== Text passage ==

Experimentation was widespread among medical students and professionals alike. In the 19th century, many American medical schools used Black bodies stolen through grave robbing for dissection and medical experimentation. This thought process of viewing Black bodies and persons, alive or dead, as an "other", ripe for experimentation, persisted well into the Jim Crow era. For instance, the Tuskegee Experiment, initiated in 1932 and ending in 1972, infected Black men with syphilis against their knowledge, leading to over 100 deaths.

This experimentation went hand in hand with a legacy of colonialism. Colonies served as ample testing grounds for medical advancements by European and North American medical professionals. Honor Smith, a British physician at Oxford University, was jovial about the opportunity to test on colonial populations; in 1955, he stated, "[I]t is the almost unlimited field that Africa offers for clinical research that I find so enthralling…problems of the first interest abound, [and] clinical material is unlimited."

These experiments coincided with developments in anthropology and theory around race, with many prevalent thinkers of the time believing there to be distinct differences, even distinct origins between different races. After World War II, scientific racism and eugenics began to be dismissed at large by the scientific community. While certain experiments and explicitly eugenicist thought continued, many of the theories surrounding racial difference and eugenic superiority were discredited and pushed out of the mainstream. Certain medical practices such as equations and decision-making tools continued with these biases in mind. As the internet developed, diagnostic tools were often based on decision-making tools embedded with a perceived racial difference. In the 21st century, these tools and methods have come under more scrutiny.

== Society, culture and research ==
As understanding of race and ethnicity has evolved, advocates for change, such as Lundy Braun, have questioned the assumptions that some medical decision-making tools and formulas are based upon. These formulas have been documented to result in the denial of certain resources and treatment options to people identified as black. However, Neil R. Powe, professor of medicine and researcher in health disparities and co-author on a study of the implications of omitting the race adjustment in eGFR calculations, highlights the risks in leaving it out.

In recent years, students, petitions and social media campaigns have recently been at the forefront for driving medical institutions to change the way they utilize certain clinical decision-making tools such as eGFR calculations. In 2017, Beth Israel Medical Centre eliminated the race factor in calculating kidney function. In May 2020, through medical student advocacy to their administration, the University of Washington transitioned to a new eGFR calculation that excludes race as a variable.

== Excerpted data ==
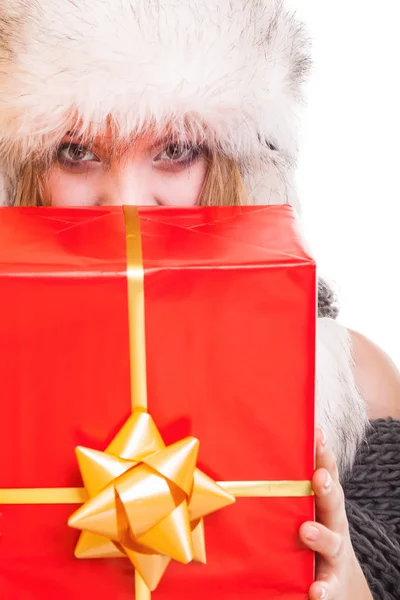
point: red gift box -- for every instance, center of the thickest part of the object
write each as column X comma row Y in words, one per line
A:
column 230, row 305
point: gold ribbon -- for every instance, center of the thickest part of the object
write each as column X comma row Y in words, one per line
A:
column 143, row 500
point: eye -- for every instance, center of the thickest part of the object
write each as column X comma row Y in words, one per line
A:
column 75, row 153
column 178, row 153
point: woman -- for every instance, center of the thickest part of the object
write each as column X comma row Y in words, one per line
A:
column 184, row 102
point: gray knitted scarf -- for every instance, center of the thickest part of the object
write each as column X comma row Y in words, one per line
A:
column 372, row 492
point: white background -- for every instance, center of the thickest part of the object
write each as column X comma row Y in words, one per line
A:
column 350, row 159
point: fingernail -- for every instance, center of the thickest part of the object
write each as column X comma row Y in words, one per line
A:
column 328, row 482
column 324, row 439
column 323, row 593
column 312, row 533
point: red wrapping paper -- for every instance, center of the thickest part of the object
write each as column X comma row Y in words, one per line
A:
column 230, row 304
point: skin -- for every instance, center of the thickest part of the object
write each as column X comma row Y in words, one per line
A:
column 158, row 175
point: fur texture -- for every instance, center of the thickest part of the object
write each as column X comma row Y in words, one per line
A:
column 229, row 72
column 340, row 410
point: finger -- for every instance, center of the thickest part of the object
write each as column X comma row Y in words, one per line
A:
column 329, row 501
column 325, row 458
column 323, row 589
column 328, row 544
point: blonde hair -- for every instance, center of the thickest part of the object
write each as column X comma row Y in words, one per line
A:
column 223, row 185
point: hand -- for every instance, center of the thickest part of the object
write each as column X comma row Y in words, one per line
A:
column 338, row 572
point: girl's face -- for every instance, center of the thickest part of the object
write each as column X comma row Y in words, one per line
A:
column 145, row 173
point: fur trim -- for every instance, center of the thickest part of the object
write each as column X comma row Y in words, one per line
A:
column 340, row 410
column 229, row 72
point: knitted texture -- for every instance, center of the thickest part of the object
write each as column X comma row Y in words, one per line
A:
column 373, row 508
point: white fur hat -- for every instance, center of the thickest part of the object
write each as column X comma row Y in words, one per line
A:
column 230, row 71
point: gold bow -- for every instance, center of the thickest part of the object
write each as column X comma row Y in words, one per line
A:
column 146, row 501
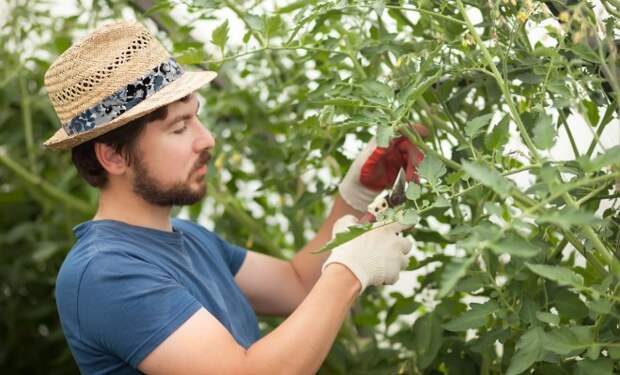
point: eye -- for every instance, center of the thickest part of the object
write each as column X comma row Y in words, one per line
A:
column 181, row 129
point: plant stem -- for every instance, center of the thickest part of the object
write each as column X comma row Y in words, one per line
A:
column 569, row 133
column 27, row 123
column 501, row 83
column 565, row 188
column 601, row 250
column 593, row 193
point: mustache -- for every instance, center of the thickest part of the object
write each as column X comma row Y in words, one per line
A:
column 203, row 159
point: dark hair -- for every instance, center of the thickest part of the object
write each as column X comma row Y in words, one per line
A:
column 122, row 139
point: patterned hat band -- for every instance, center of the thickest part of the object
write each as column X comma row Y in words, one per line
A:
column 126, row 98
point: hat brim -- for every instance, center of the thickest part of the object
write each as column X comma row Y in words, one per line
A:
column 184, row 85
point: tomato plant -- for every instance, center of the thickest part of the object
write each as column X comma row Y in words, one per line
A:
column 518, row 267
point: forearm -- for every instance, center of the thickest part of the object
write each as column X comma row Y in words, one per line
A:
column 308, row 265
column 300, row 344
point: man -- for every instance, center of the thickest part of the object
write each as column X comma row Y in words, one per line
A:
column 141, row 292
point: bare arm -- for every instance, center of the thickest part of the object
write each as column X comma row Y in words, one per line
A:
column 298, row 346
column 275, row 286
column 307, row 266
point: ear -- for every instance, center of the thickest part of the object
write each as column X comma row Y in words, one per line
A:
column 113, row 162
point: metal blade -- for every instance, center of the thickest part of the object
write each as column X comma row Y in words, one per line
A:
column 397, row 195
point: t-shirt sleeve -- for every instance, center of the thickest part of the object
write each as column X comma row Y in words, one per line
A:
column 130, row 306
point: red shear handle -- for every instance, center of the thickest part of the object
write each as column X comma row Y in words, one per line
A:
column 381, row 168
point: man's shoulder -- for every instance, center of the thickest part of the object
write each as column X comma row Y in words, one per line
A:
column 192, row 227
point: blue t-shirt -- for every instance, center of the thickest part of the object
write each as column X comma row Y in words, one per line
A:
column 123, row 289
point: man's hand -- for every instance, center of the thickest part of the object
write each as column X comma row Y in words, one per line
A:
column 376, row 168
column 375, row 257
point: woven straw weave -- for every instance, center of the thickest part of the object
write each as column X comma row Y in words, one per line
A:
column 99, row 65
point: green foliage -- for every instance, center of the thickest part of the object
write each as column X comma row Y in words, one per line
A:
column 537, row 269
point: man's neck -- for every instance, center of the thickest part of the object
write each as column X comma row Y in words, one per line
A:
column 123, row 205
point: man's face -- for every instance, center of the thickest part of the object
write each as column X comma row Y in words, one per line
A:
column 171, row 157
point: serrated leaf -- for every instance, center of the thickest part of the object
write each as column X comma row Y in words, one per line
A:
column 488, row 177
column 600, row 306
column 529, row 350
column 219, row 37
column 561, row 275
column 384, row 135
column 441, row 202
column 413, row 191
column 499, row 136
column 415, row 89
column 548, row 317
column 343, row 237
column 585, row 52
column 567, row 217
column 408, row 216
column 427, row 339
column 568, row 340
column 452, row 274
column 376, row 88
column 516, row 245
column 591, row 111
column 475, row 317
column 476, row 125
column 602, row 366
column 431, row 169
column 544, row 131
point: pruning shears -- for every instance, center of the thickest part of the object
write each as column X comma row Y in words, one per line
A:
column 383, row 201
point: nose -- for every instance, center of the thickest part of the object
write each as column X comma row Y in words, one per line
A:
column 204, row 138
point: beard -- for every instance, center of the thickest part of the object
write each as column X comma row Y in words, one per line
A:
column 179, row 194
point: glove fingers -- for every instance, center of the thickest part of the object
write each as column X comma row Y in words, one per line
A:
column 343, row 224
column 391, row 279
column 404, row 261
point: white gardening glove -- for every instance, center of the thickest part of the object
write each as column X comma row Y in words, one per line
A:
column 375, row 257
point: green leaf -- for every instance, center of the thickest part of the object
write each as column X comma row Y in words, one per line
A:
column 600, row 306
column 476, row 125
column 499, row 136
column 488, row 177
column 544, row 131
column 585, row 52
column 408, row 216
column 427, row 339
column 609, row 157
column 414, row 90
column 476, row 317
column 568, row 340
column 219, row 37
column 567, row 217
column 515, row 245
column 452, row 274
column 431, row 169
column 591, row 111
column 376, row 88
column 343, row 237
column 548, row 318
column 561, row 275
column 602, row 366
column 384, row 135
column 413, row 191
column 529, row 350
column 191, row 56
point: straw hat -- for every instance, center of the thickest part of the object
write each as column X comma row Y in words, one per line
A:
column 116, row 74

== Problem A ==
Using the text on race in medicine, explain how the University of Washington came to change its eGFR calculation in May 2020.
== Problem B ==
From the text on race in medicine, copy word for word the part that opens with the words containing "These experiments coincided" and closes with "under more scrutiny.".

== Exercise solution A ==
The change came through medical student advocacy to the university's administration. As a result, the University of Washington moved to a new eGFR calculation that excludes race as a variable.

== Exercise solution B ==
These experiments coincided with developments in anthropology and theory around race, with many prevalent thinkers of the time believing there to be distinct differences, even distinct origins between different races. After World War II, scientific racism and eugenics began to be dismissed at large by the scientific community. While certain experiments and explicitly eugenicist thought continued, many of the theories surrounding racial difference and eugenic superiority were discredited and pushed out of the mainstream. Certain medical practices such as equations and decision-making tools continued with these biases in mind. As the internet developed, diagnostic tools were often based on decision-making tools embedded with a perceived racial difference. In the 21st century, these tools and methods have come under more scrutiny.